* _Exercise instructions_: Quote the entries below, starting at the line containing "task: segment the trailer window" and ending with the line containing "target: trailer window", both lines included. Reproduce each line with no changes.

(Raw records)
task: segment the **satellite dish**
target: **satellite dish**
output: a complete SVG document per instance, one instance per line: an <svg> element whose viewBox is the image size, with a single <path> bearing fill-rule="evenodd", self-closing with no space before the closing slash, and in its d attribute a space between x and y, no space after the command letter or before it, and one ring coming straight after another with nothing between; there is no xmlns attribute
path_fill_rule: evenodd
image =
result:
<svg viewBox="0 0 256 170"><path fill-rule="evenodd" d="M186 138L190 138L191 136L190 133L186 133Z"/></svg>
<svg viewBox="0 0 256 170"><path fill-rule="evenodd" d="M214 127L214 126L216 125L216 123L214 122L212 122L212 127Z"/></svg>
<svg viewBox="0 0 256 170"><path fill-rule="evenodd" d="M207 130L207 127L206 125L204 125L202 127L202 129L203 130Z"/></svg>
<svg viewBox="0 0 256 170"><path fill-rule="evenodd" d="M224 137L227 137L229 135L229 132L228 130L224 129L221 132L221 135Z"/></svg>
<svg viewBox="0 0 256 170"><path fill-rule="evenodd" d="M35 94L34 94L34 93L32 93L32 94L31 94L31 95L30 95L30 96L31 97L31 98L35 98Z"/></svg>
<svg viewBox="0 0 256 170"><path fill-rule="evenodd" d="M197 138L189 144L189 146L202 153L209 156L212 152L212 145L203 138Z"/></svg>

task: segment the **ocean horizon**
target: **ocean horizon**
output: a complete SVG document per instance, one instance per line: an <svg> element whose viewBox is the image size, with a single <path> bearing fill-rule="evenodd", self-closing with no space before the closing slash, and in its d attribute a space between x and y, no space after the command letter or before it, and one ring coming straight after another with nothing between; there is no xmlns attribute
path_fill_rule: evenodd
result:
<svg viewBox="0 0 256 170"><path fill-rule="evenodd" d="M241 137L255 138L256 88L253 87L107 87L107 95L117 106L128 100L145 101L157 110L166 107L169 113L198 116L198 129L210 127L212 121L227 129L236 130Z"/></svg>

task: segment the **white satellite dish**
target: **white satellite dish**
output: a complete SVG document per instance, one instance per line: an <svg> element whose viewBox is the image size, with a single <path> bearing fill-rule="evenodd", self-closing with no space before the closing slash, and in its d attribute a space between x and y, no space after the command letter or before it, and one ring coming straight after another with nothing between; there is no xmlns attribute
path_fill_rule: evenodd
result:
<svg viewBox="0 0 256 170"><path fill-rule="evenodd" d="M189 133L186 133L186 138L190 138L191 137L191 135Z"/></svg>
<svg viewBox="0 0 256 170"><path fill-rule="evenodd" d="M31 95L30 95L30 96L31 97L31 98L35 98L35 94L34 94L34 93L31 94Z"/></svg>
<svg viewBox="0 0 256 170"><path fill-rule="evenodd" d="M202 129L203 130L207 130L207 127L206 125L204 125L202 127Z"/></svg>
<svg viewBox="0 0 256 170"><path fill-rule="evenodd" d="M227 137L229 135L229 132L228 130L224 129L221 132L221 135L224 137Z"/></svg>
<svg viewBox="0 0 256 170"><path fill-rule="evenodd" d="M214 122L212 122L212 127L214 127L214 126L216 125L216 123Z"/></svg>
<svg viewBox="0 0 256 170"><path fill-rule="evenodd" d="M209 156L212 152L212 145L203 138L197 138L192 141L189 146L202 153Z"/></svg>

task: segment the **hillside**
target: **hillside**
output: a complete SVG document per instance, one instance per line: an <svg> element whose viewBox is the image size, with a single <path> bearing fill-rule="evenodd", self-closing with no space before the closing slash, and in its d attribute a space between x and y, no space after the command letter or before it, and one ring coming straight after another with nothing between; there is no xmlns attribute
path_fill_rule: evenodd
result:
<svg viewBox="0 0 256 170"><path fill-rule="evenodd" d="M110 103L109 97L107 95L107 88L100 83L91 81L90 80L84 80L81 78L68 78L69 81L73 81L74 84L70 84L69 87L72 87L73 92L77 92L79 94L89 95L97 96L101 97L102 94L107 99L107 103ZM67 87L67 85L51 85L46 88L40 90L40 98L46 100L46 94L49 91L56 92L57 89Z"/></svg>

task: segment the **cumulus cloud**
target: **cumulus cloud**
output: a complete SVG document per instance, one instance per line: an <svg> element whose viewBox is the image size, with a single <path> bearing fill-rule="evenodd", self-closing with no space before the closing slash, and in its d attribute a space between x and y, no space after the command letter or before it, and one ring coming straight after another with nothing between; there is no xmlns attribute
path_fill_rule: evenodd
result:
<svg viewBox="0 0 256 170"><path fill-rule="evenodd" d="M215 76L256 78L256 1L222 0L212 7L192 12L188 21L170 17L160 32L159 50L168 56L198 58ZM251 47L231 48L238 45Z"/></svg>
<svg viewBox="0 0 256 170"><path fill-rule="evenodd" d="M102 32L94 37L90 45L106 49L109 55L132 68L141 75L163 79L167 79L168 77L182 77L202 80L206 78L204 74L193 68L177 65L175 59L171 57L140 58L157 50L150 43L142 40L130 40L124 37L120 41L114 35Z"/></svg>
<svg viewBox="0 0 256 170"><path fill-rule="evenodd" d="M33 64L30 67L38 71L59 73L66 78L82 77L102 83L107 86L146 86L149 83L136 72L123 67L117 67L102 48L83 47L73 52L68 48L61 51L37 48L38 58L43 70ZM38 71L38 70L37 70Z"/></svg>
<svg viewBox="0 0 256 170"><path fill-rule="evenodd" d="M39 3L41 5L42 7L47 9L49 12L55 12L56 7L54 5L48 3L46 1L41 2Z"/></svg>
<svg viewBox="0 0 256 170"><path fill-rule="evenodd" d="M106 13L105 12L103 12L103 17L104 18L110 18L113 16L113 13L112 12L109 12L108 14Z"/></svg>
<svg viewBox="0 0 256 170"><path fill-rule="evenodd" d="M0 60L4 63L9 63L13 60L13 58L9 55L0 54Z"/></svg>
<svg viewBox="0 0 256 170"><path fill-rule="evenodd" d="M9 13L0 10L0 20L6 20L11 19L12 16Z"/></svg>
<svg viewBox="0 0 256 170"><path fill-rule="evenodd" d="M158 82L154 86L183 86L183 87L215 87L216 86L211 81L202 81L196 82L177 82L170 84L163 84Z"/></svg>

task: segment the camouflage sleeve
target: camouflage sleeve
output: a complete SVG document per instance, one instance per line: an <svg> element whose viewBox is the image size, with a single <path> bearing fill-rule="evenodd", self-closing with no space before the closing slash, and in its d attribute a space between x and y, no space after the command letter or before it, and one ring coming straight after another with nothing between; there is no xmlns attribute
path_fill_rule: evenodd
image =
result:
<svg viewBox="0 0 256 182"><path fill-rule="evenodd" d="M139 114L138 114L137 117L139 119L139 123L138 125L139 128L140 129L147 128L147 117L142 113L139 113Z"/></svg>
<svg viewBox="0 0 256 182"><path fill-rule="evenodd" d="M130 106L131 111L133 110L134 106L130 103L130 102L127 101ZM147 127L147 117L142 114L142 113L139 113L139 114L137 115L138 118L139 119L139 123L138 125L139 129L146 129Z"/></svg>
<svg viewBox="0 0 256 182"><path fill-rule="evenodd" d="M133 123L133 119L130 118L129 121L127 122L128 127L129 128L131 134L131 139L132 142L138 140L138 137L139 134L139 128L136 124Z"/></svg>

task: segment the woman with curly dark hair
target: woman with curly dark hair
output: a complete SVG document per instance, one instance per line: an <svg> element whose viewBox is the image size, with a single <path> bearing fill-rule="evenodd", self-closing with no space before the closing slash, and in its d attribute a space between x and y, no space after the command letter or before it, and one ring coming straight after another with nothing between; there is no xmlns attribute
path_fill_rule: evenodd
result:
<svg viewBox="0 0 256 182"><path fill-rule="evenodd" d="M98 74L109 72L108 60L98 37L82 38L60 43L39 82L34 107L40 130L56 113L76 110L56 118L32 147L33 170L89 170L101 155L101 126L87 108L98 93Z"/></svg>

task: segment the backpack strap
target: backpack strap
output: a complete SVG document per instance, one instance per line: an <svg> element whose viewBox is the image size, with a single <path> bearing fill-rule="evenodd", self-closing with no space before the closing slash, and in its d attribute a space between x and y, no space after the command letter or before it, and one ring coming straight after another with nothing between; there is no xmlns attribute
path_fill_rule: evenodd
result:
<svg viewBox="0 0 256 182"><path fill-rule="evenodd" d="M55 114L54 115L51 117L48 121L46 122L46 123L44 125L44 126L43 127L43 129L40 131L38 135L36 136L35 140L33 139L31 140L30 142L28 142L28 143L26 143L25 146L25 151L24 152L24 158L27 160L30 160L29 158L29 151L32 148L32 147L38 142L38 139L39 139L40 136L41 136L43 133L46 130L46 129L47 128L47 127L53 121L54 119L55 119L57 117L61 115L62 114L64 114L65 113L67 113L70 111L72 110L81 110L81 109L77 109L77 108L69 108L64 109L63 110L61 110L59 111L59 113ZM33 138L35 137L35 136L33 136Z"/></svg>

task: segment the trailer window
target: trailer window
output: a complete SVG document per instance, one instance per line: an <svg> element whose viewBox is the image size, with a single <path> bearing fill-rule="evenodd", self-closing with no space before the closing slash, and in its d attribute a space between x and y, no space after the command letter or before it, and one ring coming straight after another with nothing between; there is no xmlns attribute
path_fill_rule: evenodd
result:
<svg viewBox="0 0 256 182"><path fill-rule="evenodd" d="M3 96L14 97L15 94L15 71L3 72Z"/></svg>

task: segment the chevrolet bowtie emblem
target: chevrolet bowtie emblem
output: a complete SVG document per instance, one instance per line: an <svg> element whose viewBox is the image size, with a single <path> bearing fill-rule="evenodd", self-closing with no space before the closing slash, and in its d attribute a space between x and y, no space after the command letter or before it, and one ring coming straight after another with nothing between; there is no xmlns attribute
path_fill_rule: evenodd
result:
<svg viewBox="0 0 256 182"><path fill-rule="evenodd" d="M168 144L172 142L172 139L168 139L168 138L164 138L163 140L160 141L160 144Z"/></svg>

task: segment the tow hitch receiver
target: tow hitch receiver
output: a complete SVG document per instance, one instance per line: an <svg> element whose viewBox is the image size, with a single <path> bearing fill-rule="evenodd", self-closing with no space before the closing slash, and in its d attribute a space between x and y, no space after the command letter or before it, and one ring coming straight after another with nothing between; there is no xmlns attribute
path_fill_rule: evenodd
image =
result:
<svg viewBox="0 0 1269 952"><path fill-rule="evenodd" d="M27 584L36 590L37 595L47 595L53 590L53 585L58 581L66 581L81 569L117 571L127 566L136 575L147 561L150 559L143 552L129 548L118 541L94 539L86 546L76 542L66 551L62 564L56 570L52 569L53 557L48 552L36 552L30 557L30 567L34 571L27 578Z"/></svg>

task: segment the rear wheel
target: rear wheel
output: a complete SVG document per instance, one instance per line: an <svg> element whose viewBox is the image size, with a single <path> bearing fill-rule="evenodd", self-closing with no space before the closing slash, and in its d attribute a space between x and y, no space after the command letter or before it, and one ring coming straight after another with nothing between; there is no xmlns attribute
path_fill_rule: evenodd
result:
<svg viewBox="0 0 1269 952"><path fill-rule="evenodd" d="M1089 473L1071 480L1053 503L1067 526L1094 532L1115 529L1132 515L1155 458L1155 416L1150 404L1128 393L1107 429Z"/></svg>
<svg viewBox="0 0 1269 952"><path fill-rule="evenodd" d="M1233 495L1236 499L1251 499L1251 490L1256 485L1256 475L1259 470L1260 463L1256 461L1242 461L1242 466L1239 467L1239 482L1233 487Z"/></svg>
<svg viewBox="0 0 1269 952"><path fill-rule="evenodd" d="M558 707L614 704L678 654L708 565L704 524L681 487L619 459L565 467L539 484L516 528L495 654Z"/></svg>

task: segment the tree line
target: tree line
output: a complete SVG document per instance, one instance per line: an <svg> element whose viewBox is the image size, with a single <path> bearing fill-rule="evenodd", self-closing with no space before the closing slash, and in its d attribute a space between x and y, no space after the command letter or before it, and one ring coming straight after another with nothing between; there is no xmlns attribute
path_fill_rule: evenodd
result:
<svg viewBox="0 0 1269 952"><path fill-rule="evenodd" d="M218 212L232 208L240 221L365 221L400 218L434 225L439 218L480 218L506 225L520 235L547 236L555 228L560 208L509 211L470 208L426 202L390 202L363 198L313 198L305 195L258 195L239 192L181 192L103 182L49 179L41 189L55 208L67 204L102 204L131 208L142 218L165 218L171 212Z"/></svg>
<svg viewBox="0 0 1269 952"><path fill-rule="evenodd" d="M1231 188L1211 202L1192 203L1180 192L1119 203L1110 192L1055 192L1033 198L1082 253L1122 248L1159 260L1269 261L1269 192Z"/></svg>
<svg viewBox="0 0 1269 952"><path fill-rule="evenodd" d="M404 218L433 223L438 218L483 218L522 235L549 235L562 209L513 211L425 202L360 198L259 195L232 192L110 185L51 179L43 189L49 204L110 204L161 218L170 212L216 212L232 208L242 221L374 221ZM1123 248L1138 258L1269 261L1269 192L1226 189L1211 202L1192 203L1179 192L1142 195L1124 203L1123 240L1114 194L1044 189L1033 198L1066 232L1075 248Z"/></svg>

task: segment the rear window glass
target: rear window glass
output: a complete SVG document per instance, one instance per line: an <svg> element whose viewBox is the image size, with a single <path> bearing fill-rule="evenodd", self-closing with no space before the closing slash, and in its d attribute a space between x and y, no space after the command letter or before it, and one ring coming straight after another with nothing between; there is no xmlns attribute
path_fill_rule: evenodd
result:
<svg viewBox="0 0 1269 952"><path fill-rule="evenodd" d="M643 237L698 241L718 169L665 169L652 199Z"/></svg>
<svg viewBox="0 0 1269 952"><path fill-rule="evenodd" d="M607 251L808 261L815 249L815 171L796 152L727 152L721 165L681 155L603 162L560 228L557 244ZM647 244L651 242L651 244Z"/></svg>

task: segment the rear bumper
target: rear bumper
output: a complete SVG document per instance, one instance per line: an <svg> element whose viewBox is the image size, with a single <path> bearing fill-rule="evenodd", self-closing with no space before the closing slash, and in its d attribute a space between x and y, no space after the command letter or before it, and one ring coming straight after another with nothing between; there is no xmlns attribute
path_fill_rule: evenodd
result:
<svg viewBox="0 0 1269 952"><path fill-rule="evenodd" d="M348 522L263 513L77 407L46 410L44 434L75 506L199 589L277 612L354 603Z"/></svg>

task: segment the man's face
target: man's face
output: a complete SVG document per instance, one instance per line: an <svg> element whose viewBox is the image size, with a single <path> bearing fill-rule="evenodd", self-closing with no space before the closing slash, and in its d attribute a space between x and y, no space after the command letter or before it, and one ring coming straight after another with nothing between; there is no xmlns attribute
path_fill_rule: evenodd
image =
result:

* _Correct result_:
task: segment the trailer window
target: trailer window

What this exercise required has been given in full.